:: Aim ::
Find each line in the records that contains the word "branch" and copy those lines out.

:: Records for this task ::
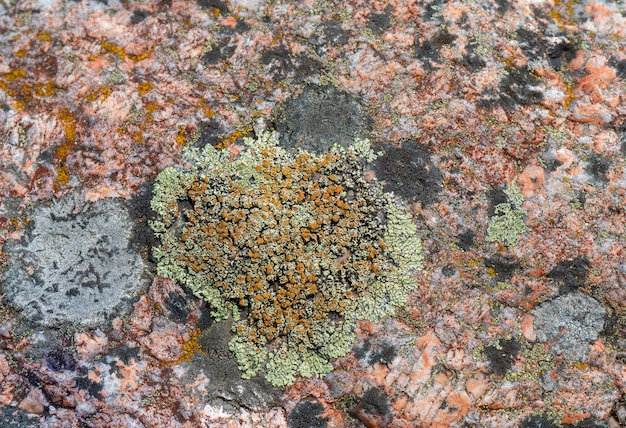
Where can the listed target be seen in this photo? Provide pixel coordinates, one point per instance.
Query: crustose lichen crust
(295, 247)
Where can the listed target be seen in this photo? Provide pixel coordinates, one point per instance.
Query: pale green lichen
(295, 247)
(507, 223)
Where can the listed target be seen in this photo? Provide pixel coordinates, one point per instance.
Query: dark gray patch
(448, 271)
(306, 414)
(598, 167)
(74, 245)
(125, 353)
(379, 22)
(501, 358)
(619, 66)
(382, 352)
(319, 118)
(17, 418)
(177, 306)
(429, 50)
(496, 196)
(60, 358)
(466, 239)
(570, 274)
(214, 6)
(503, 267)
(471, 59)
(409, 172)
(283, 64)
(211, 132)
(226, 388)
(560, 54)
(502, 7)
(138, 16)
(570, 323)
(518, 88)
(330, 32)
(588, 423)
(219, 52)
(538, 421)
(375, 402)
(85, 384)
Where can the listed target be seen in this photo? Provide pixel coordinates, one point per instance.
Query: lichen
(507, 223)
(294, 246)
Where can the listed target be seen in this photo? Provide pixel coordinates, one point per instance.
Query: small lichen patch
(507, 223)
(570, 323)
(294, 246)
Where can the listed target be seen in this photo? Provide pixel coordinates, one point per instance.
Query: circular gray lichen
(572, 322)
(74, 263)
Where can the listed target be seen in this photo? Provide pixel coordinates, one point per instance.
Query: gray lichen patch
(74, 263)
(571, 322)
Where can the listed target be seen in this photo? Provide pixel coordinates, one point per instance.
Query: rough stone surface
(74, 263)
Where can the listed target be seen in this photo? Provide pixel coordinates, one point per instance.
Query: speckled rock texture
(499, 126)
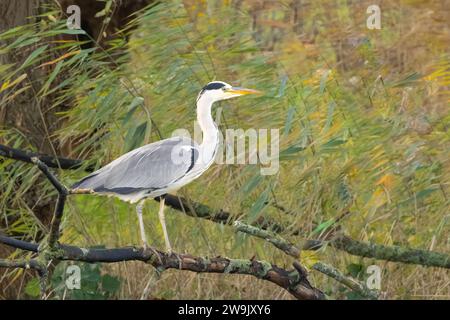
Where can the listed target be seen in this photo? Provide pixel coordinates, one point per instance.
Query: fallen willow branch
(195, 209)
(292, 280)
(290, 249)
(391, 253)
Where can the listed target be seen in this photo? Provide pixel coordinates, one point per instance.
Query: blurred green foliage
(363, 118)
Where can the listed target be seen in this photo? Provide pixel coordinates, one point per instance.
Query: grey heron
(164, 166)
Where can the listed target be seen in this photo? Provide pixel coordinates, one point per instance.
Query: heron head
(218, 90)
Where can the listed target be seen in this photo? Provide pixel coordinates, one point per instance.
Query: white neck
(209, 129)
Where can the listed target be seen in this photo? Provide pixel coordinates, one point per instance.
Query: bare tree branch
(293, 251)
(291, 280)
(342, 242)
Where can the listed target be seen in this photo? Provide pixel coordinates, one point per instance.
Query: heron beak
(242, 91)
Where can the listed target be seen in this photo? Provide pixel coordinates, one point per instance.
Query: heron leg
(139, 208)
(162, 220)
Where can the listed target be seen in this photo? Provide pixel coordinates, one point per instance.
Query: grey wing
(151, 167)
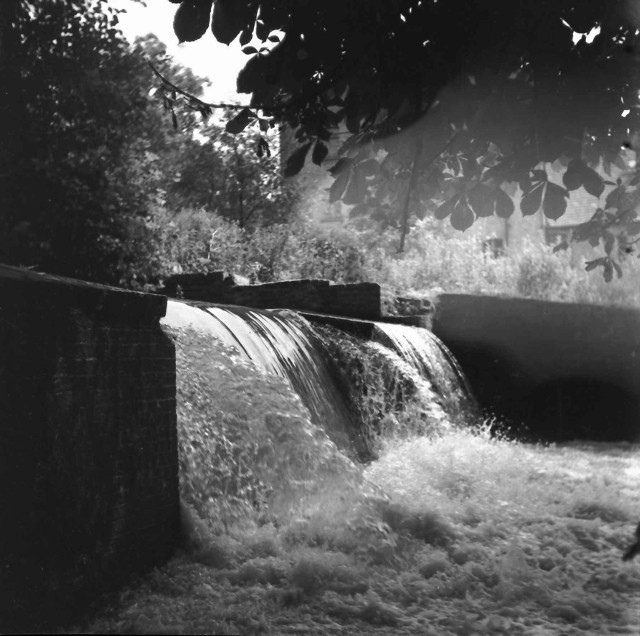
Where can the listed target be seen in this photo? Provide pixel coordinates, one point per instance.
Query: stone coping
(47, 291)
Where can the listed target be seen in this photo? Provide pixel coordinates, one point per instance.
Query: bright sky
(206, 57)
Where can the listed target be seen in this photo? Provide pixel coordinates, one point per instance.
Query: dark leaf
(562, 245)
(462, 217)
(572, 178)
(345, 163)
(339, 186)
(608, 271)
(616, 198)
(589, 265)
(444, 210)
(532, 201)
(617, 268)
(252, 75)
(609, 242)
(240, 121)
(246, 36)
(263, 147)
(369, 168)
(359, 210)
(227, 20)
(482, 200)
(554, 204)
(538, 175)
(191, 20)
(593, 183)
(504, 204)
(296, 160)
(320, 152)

:: The reply ::
Query: fallen willow branch
Query: bare tree branch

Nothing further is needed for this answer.